WORK INSTRUCTIONS: Print each of the rows below word for word, leaving out the picture lines.

DATA EXTRACT:

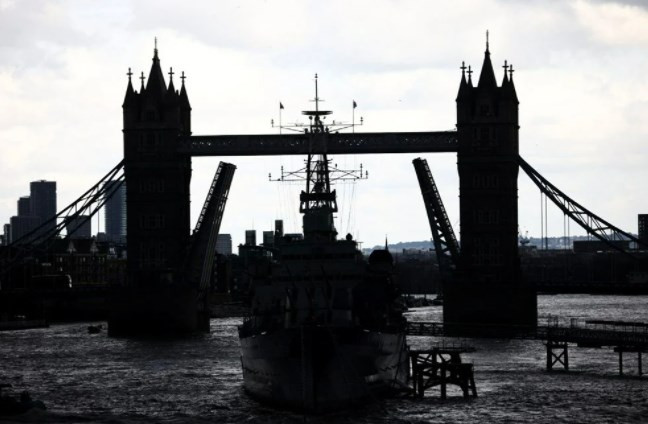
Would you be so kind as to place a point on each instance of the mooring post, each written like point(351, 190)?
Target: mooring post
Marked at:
point(443, 382)
point(620, 362)
point(639, 365)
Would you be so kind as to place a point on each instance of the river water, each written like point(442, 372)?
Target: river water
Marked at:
point(85, 378)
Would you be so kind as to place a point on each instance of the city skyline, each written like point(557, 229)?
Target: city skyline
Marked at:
point(580, 85)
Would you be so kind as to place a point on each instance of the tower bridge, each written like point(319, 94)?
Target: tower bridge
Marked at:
point(159, 145)
point(165, 290)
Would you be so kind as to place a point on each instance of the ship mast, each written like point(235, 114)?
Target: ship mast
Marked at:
point(318, 202)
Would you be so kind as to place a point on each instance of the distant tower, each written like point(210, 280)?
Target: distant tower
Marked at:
point(157, 176)
point(115, 211)
point(488, 287)
point(42, 201)
point(643, 227)
point(79, 227)
point(224, 244)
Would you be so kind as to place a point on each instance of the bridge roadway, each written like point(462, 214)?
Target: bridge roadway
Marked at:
point(330, 143)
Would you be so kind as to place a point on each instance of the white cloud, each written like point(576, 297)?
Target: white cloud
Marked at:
point(580, 79)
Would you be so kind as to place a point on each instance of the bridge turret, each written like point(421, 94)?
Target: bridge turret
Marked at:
point(157, 176)
point(489, 285)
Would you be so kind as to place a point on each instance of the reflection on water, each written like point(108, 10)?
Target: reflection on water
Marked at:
point(93, 378)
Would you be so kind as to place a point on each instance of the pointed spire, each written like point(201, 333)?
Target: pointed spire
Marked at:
point(487, 76)
point(463, 85)
point(130, 92)
point(129, 89)
point(505, 80)
point(184, 98)
point(156, 85)
point(487, 47)
point(171, 88)
point(507, 86)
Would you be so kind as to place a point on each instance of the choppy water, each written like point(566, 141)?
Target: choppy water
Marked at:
point(92, 378)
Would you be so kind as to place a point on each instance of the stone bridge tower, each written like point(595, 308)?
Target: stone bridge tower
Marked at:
point(489, 287)
point(158, 216)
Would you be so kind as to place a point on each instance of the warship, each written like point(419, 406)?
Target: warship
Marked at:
point(326, 330)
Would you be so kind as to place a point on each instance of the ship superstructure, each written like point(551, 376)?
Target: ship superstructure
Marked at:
point(325, 330)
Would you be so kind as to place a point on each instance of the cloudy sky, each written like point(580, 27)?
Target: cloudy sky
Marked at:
point(581, 77)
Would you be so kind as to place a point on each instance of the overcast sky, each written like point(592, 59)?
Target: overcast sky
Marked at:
point(581, 77)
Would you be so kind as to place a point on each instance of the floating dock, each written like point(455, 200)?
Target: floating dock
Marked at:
point(621, 336)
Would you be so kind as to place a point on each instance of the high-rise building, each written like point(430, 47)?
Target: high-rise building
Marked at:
point(6, 233)
point(224, 244)
point(643, 227)
point(43, 202)
point(278, 228)
point(79, 227)
point(24, 206)
point(115, 211)
point(268, 238)
point(21, 225)
point(250, 237)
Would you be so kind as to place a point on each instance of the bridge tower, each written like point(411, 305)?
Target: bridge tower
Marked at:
point(157, 181)
point(489, 287)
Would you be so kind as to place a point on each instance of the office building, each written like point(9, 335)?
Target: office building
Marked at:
point(6, 233)
point(22, 225)
point(24, 206)
point(250, 237)
point(224, 244)
point(42, 201)
point(643, 227)
point(79, 227)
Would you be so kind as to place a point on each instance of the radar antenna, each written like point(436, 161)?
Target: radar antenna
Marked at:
point(318, 202)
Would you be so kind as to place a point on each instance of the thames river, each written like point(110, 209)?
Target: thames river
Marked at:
point(91, 378)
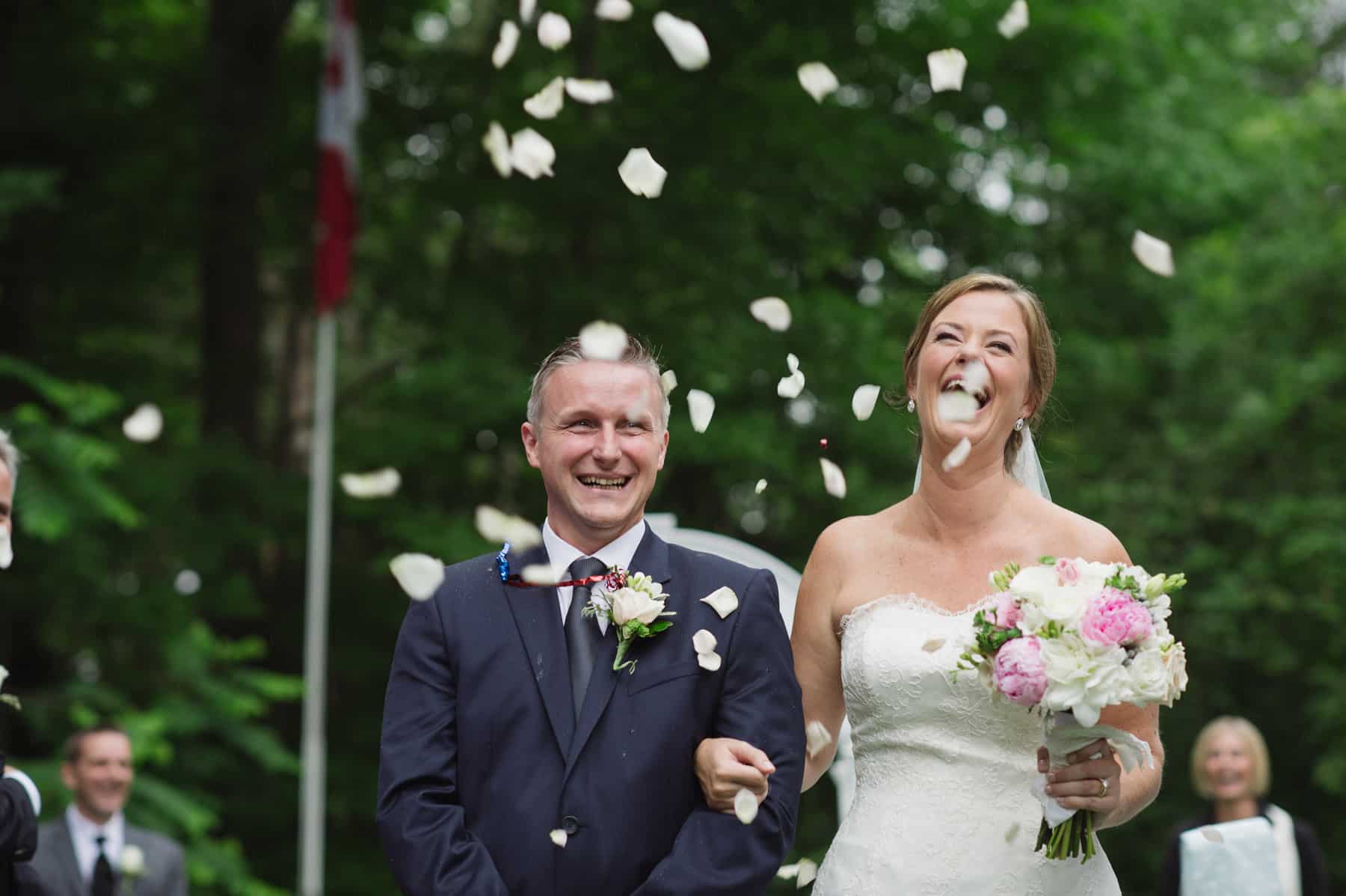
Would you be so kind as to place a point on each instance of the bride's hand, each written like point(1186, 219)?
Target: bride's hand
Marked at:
point(1092, 779)
point(726, 766)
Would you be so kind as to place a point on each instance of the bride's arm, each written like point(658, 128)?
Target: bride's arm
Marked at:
point(817, 653)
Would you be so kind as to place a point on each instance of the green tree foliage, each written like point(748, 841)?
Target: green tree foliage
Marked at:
point(1197, 416)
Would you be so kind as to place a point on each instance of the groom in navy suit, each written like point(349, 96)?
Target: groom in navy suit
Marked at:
point(514, 761)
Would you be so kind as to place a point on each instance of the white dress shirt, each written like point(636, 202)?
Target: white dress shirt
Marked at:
point(84, 835)
point(615, 553)
point(34, 797)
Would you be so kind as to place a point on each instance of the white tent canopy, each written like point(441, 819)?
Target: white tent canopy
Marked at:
point(787, 579)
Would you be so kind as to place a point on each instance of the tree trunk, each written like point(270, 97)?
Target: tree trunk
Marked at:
point(242, 42)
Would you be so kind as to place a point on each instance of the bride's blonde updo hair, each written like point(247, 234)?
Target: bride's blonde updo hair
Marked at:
point(1042, 350)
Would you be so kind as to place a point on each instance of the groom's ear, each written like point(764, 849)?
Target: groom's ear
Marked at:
point(529, 436)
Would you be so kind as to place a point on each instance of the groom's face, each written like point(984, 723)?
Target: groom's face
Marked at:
point(599, 444)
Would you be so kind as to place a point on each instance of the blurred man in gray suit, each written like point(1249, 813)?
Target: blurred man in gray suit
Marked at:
point(92, 850)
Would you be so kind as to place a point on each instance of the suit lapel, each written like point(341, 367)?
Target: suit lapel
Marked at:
point(538, 613)
point(67, 847)
point(652, 559)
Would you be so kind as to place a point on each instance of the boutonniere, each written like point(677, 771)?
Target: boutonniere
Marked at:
point(132, 865)
point(634, 607)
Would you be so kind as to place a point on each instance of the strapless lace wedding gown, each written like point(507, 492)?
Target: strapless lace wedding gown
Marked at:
point(942, 802)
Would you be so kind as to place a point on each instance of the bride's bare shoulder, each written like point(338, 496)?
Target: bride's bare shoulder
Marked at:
point(1077, 536)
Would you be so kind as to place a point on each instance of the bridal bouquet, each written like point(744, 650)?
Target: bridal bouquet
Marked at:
point(1068, 638)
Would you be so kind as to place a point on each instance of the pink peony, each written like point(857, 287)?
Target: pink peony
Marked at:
point(1019, 673)
point(1116, 618)
point(1007, 613)
point(1069, 572)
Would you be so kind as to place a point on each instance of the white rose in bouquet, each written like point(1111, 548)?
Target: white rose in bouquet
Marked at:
point(1149, 678)
point(1083, 680)
point(629, 603)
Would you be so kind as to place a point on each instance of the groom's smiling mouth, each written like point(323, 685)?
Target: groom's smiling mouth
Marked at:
point(605, 483)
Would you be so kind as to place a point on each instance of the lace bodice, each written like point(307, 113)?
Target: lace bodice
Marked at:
point(942, 802)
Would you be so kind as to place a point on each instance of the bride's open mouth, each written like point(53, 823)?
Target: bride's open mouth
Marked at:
point(605, 483)
point(959, 385)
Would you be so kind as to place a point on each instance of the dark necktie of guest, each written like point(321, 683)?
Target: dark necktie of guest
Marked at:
point(582, 635)
point(101, 871)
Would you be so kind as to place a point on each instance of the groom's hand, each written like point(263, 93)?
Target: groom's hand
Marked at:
point(726, 766)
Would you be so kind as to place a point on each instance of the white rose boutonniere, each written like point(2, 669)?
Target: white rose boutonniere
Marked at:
point(634, 607)
point(132, 865)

ANSWER FOR THIS EXERCISE:
Would you be so kind as to place a point on each instance of the mooring post, each written like point(351, 190)?
Target: mooring post
Marked at:
point(443, 382)
point(620, 362)
point(639, 365)
Would you be so kind as to place a point on each instance of the river water, each written like point(442, 372)?
Target: river water
Marked at:
point(85, 378)
Would you be so kind as to place a point on each instance of the city skyline, each written like point(557, 229)?
Target: city skyline
Marked at:
point(580, 85)
Would you be so kind as to place a point on each instance of the tower bridge, each written like point(319, 94)?
Target: tower bridge
Marked at:
point(159, 145)
point(165, 290)
Would you be so kind as to place a point on each instance of the ship mast, each written like point(235, 114)?
Target: ship mast
Marked at:
point(318, 202)
Would you be so kind as to place a point on each instance of the distant tower, each written like point(210, 280)?
Target: distant tower
Marked at:
point(157, 176)
point(115, 211)
point(488, 287)
point(42, 201)
point(643, 227)
point(79, 227)
point(224, 244)
Would you be so kind as to place a point on each instance of the bridge roadway, each written like point(462, 214)?
Target: bridge roadway
Marked at:
point(330, 143)
Would you be so kind as to place a point on each instance of the white cloud, each written like point(576, 297)?
Target: white cloud
Marked at:
point(580, 79)
Would you be so kind as to place a point on each instance of the bridge turret, each written like point(421, 94)?
Target: bridge turret
Marked at:
point(157, 176)
point(489, 285)
Would you be so kind as to place a point on each instance of the reflection on water, each written like point(108, 10)?
Target: reflection on water
Marked at:
point(93, 378)
Would you be so kind as to place a point on each instance of the pointed spire, each written like point(201, 333)?
Target: pointed spire
Marked at:
point(487, 76)
point(463, 85)
point(130, 92)
point(129, 89)
point(505, 80)
point(184, 98)
point(156, 85)
point(487, 47)
point(171, 88)
point(507, 86)
Would you be so kind as to place a point on each instance of the choppy water, each written like point(566, 141)?
Target: choppy water
Marked at:
point(92, 378)
Would you be so kind as to place a point on each instance of the stone bridge tower, each written like point(595, 308)?
Target: stone bridge tower
Marked at:
point(489, 287)
point(158, 216)
Would you be so kind as to place a point on each instance of the warship, each written like point(419, 406)?
Target: warship
Marked at:
point(326, 330)
Would you be so kind as to place a point on each instance of the ship superstructure, each written like point(551, 376)?
Target: ship superstructure
Marked at:
point(325, 330)
Would you be so kind as to place a point on each instance of the cloudy sky, each written like point(580, 27)?
Target: cloudy sky
Marked at:
point(581, 77)
Would you be so kind as to place a point on each instance of the overcast sky, each written like point(592, 59)?
Target: overcast sky
Marked at:
point(581, 77)
Would you be so kind as to place a point on each instance of the floating dock, each written like point(455, 200)?
Target: floating dock
Marked at:
point(621, 336)
Would you be so kind as to place a point on each instance of the high-rise building, each written like point(430, 47)?
Target: high-rise building
Marked at:
point(6, 233)
point(224, 244)
point(643, 227)
point(43, 202)
point(278, 228)
point(79, 227)
point(24, 206)
point(115, 211)
point(268, 238)
point(21, 225)
point(250, 237)
Would you be so kind as to place a point on each instance of the bridge tower, each written like point(411, 305)?
Target: bridge tower
Marked at:
point(157, 181)
point(489, 287)
Would you be so kind as to place a point on each instance of the office building, each written like point(9, 335)?
Target: office building
Marked at:
point(6, 233)
point(22, 225)
point(24, 206)
point(250, 237)
point(224, 244)
point(42, 201)
point(643, 227)
point(79, 227)
Would you be so kind as to place a point on each instance of the radar antenna, each written like point(436, 161)?
Target: radar antenna
Marked at:
point(318, 202)
Would you be so kind as to place a point on each instance of the thames river, each written like point(110, 209)?
Target: thames river
Marked at:
point(91, 378)
Would you be so kind as to place a point on each instance of the bride's hand, each written like point(1186, 219)?
Target: bride's hand
Marked at:
point(1092, 779)
point(726, 766)
Would you be so kind as to place a point on each instance of the bride's arm, each written like point(658, 128)?
Target: bride's arm
Marked at:
point(817, 653)
Would you be so kind as to place a point on each instance of the green tree foliage, each written like point(748, 841)?
Target: green tree foliage
Marked at:
point(1197, 416)
Would you be so kind as to place a point on each instance of the groom in navy suit, each written like point(349, 96)?
Target: groom in navy suit
Marked at:
point(514, 761)
Would you be so kind as to place a point on each instance of the white dress shirt, each written like point(636, 202)?
Target: white dress shirt
Marked at:
point(84, 835)
point(615, 553)
point(34, 797)
Would you be so kind as to place a point on each instance of the white tent canopy, each written like point(441, 819)?
Target: white tent canopy
Marked at:
point(787, 579)
Would you be so kind as to place a point on each instance of the tree trunk, each written like point(270, 97)?
Target: tree trunk
Marked at:
point(242, 42)
Would you be so kind as to place a point on each instance of the bride's blonde updo hair, each written like point(247, 234)?
Target: bride's blonde updo hair
Marked at:
point(1042, 350)
Would you be so kind as to place a point on each instance of the groom's ear, each written like point(764, 849)?
Target: groom's ear
Marked at:
point(529, 436)
Would you be so kind as to place a point on each instance of the groom's face, each written like point(984, 723)?
Target: groom's face
Marked at:
point(599, 444)
Would you be so kind as to place a point on each instance of the blurred man in gray suit, each written like point(1249, 813)?
Target: blurred man in gray suit
Marked at:
point(92, 850)
Would you be so kind as to place a point on each instance of the suit lapel, each written like point(341, 367)?
Target: suit lapel
Marked at:
point(538, 613)
point(67, 847)
point(652, 559)
Would you be so kind as to place a point on each instance of the boutonniere, each written like point(677, 771)?
Target: boutonniere
Marked at:
point(132, 865)
point(634, 607)
Would you be so kind as to place a point on each instance of the strapless lace wedding gown, each written like point(507, 492)?
Target: strapless lace wedding gown
Marked at:
point(942, 802)
Would you be so kind as to place a point on each instance of the bride's bare shoulder, each written like point(338, 496)?
Target: bride's bare shoulder
Marked at:
point(1077, 536)
Would you be so kind as to place a point on each instance of the bridal bouquet, each written like point(744, 650)?
Target: bridal bouquet
Marked at:
point(1068, 638)
Would you be so kind as to place a point on each instance of the pink peony, each written like point(857, 287)?
Target: pink peony
Marked at:
point(1019, 673)
point(1116, 618)
point(1007, 613)
point(1069, 572)
Would you be so kind as to place a point on each instance of the white rose in bouquet, each written like point(1111, 548)?
Target: white rose in bouquet
Marked at:
point(1149, 678)
point(1083, 680)
point(629, 603)
Would you be so kind as to place a point on each instance of the groom's smiling mouth, each written like point(323, 685)?
Target: groom's smiling mouth
Marked at:
point(605, 483)
Would you be so kind as to place a point on each instance of the lace bodice, each written like point(307, 113)?
Target: lace bodice
Marked at:
point(942, 802)
Would you be so kind as to place a point on each instance of the bride's open mouth, each written like point(53, 823)?
Target: bride's open mouth
Marked at:
point(605, 483)
point(959, 385)
Would you be so kind as to place a point on each instance of the dark necktie of guest, each written like point(321, 683)?
Target: dark necktie of guest
Marked at:
point(582, 635)
point(101, 871)
Would you be so kind as to place a point on each instance of the groom's hand, each written like point(263, 93)?
Target: groom's hand
Marked at:
point(726, 766)
Would you be so kind as to place a point on each instance of the white rose boutonniere, each written like point(2, 669)?
Target: white rose boutonniere
Marked at:
point(634, 607)
point(132, 865)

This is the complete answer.